== Information given ==
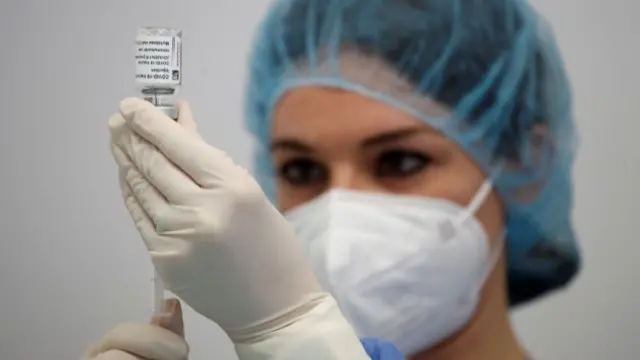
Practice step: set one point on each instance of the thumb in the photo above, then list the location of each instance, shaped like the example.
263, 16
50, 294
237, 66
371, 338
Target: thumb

== Task requirements ==
Make an exact copy of the records shown above, without the pictures.

== The response ==
Practice step: set one point on each instance of the thumb in the photo above, then list the location of each instance, shaped like the example.
263, 16
50, 294
237, 66
371, 338
Target: thumb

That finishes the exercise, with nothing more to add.